• PAGE EXCERPT:
Titus 2:11-14 gives us a good summation of what our efforts should be focused on:

For the grace of God has appeared, bringing salvation for all people, training us to renounce ungodliness and worldly passions, and to live self-controlled, upright, and godly lives in the present age, waiting for our blessed hope, the appearing of the glory of our great God and Savior Jesus Christ, who gave himself for us to redeem us from all lawlessness and to purify for himself a people for his own possession who are zealous for good works.

I mean, look at that! The work of the gospel includes our training and our purification. We know that we were declared to be justified by Christ’s work, and there is nothing that we can do to add or take away from that. Our standing before God is settled because of the obedient life and death of Christ, and the guarantee that it is accepted by God is demonstrated by Christ’s resurrection.

Yet, the gospel message isn’t here to just make us feel good about ourselves and feel okay when we die. We are also supposed to be trained and purified by the message, and this training is fully worked out by the Holy Spirit within us. However, we can either be actively engaged in the work, or we can give it no thought and suffer with spiritual malnutrition and immaturity our entire Christian lives, bearing very little fruit at all.

…work out your own salvation with fear and trembling, for it is God who works in you, both to will and to work for his good pleasure.

• SHORT TASK A: Select every line of the listing that contains the string "distant". Matching is case-sensitive.
The listing is unrelated to the passage.

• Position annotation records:

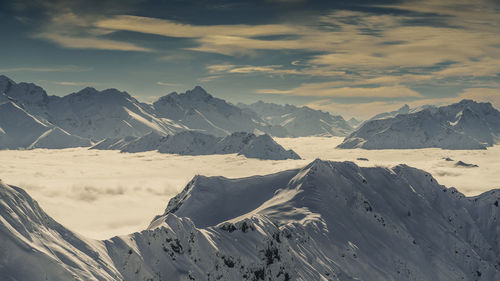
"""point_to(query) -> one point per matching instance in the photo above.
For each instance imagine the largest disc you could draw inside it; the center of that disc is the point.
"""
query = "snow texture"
(196, 143)
(301, 121)
(463, 125)
(325, 221)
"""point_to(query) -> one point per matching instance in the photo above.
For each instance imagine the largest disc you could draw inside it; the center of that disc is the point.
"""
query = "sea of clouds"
(104, 193)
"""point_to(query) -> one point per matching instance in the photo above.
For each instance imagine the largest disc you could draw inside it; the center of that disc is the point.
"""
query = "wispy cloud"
(87, 42)
(168, 84)
(71, 83)
(68, 68)
(69, 30)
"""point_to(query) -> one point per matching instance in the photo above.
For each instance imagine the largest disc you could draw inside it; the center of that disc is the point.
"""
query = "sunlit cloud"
(91, 43)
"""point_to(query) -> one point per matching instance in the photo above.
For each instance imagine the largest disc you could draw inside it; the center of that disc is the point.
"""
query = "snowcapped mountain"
(463, 125)
(196, 143)
(301, 121)
(35, 247)
(326, 221)
(57, 138)
(353, 122)
(96, 115)
(405, 109)
(110, 113)
(199, 110)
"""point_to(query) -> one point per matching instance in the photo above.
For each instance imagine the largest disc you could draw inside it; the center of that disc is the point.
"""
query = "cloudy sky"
(355, 58)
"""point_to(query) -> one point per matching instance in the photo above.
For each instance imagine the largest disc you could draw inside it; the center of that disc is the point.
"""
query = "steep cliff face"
(326, 221)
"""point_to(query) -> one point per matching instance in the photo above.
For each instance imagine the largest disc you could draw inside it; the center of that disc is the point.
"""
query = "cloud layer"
(105, 193)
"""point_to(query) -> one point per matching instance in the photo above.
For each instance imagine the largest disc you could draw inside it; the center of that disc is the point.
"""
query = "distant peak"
(5, 78)
(94, 91)
(466, 101)
(88, 90)
(198, 92)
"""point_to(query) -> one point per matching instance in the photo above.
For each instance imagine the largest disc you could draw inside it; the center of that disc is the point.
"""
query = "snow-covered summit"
(325, 221)
(200, 111)
(463, 125)
(197, 143)
(301, 121)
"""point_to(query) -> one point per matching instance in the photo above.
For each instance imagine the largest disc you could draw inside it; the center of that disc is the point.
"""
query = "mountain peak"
(404, 108)
(91, 91)
(5, 78)
(198, 92)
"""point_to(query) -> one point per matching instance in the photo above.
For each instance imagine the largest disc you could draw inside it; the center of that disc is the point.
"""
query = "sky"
(101, 193)
(354, 58)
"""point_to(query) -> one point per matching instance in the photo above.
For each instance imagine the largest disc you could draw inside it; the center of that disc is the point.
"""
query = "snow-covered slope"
(110, 113)
(463, 125)
(196, 143)
(18, 128)
(57, 138)
(301, 121)
(32, 97)
(405, 109)
(326, 221)
(199, 110)
(35, 247)
(353, 122)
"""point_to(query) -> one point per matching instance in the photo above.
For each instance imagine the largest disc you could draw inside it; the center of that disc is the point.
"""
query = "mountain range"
(196, 143)
(325, 221)
(301, 121)
(463, 125)
(89, 116)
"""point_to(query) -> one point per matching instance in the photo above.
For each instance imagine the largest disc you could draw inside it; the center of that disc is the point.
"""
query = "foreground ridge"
(325, 221)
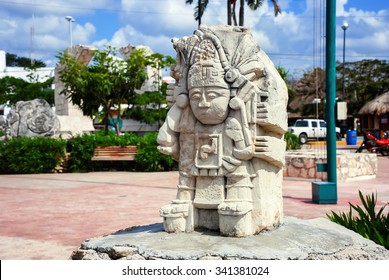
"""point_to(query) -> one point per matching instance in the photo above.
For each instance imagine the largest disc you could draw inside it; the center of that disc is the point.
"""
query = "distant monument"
(70, 116)
(225, 127)
(33, 118)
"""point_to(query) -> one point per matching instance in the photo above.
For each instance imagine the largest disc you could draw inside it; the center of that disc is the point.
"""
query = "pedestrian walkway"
(47, 216)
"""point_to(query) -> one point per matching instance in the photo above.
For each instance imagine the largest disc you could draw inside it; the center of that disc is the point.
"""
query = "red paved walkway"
(47, 216)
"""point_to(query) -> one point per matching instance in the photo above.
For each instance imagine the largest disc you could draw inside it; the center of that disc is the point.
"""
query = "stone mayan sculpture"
(225, 126)
(32, 118)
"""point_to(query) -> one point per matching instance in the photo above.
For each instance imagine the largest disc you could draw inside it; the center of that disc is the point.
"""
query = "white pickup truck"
(313, 129)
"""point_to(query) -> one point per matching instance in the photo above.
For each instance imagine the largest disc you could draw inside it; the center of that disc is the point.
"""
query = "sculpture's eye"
(212, 95)
(195, 96)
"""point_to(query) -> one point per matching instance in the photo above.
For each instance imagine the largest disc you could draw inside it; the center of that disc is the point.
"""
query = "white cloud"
(288, 38)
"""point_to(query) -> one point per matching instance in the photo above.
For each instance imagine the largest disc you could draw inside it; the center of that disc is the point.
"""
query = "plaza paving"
(47, 216)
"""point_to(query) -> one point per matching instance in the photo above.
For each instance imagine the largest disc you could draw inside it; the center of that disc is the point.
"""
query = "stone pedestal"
(296, 239)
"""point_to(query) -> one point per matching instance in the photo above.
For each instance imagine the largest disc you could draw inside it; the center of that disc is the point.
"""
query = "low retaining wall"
(350, 165)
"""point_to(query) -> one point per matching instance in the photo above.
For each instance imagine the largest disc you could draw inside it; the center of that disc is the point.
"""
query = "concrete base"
(296, 239)
(75, 124)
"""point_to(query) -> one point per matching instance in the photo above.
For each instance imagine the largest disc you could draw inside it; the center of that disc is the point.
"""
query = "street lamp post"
(70, 19)
(344, 27)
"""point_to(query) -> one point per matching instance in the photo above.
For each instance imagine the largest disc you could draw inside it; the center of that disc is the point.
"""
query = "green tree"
(14, 89)
(106, 82)
(231, 7)
(16, 61)
(364, 80)
(291, 92)
(149, 106)
(309, 87)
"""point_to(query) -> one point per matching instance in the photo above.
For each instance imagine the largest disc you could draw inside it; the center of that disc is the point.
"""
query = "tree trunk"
(229, 12)
(241, 13)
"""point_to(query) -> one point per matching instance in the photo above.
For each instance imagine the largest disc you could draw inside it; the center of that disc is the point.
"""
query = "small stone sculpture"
(225, 126)
(32, 118)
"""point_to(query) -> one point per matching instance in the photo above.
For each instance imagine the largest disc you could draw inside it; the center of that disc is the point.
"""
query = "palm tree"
(231, 6)
(199, 9)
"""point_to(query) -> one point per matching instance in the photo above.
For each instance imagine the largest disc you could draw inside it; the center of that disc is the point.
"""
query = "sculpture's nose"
(203, 102)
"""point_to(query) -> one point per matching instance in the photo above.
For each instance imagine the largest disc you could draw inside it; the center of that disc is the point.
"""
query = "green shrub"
(25, 155)
(368, 223)
(148, 158)
(292, 141)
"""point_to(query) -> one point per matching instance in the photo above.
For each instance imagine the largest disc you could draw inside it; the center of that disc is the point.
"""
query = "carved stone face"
(209, 103)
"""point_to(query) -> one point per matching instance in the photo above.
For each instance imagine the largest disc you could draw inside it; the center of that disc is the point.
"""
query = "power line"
(161, 12)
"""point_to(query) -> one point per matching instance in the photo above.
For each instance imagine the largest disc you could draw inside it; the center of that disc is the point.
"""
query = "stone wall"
(350, 166)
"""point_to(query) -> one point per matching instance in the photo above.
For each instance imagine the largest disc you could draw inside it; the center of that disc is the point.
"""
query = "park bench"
(116, 153)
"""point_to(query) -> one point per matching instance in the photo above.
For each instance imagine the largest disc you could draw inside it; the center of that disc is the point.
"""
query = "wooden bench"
(119, 153)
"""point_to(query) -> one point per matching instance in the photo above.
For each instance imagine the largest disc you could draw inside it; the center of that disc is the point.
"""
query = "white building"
(40, 74)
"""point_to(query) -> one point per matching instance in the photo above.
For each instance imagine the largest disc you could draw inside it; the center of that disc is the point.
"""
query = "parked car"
(311, 129)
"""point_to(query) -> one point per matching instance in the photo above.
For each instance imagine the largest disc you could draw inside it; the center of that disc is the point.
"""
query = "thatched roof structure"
(378, 106)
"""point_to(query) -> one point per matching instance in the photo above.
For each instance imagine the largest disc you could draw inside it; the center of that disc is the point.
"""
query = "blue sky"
(293, 40)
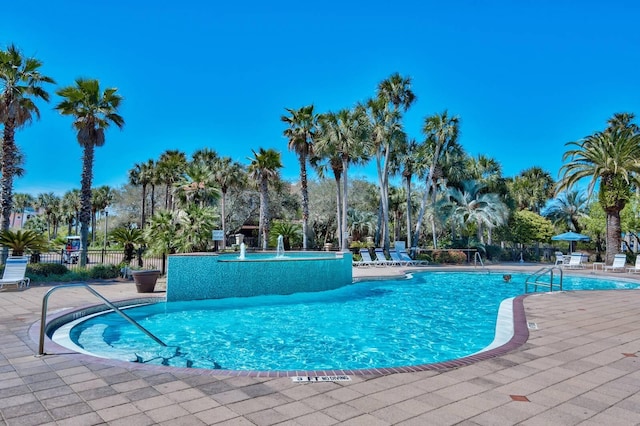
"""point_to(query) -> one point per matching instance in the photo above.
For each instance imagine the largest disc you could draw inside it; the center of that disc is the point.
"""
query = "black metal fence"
(98, 257)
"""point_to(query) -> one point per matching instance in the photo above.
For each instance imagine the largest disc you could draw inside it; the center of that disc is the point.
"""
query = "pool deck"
(579, 365)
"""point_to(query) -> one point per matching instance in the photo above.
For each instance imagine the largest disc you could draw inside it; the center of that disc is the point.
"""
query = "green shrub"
(449, 256)
(46, 269)
(102, 272)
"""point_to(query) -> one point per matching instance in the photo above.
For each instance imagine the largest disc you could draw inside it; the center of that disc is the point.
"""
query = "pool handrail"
(45, 301)
(547, 270)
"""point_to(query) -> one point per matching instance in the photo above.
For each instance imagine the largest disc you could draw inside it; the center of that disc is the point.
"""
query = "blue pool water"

• SHORT TASK B: Reproduce the passage on the gospel's training and purifying work in full, word for word.

• RESPONSE A:
query = "distant peak"
query = "distant monument"

• RESPONSE B:
Titus 2:11-14 gives us a good summation of what our efforts should be focused on:

For the grace of God has appeared, bringing salvation for all people, training us to renounce ungodliness and worldly passions, and to live self-controlled, upright, and godly lives in the present age, waiting for our blessed hope, the appearing of the glory of our great God and Savior Jesus Christ, who gave himself for us to redeem us from all lawlessness and to purify for himself a people for his own possession who are zealous for good works.

I mean, look at that! The work of the gospel includes our training and our purification. We know that we were declared to be justified by Christ’s work, and there is nothing that we can do to add or take away from that. Our standing before God is settled because of the obedient life and death of Christ, and the guarantee that it is accepted by God is demonstrated by Christ’s resurrection.

Yet, the gospel message isn’t here to just make us feel good about ourselves and feel okay when we die. We are also supposed to be trained and purified by the message, and this training is fully worked out by the Holy Spirit within us. However, we can either be actively engaged in the work, or we can give it no thought and suffer with spiritual malnutrition and immaturity our entire Christian lives, bearing very little fruit at all.

…work out your own salvation with fear and trembling, for it is God who works in you, both to will and to work for his good pleasure.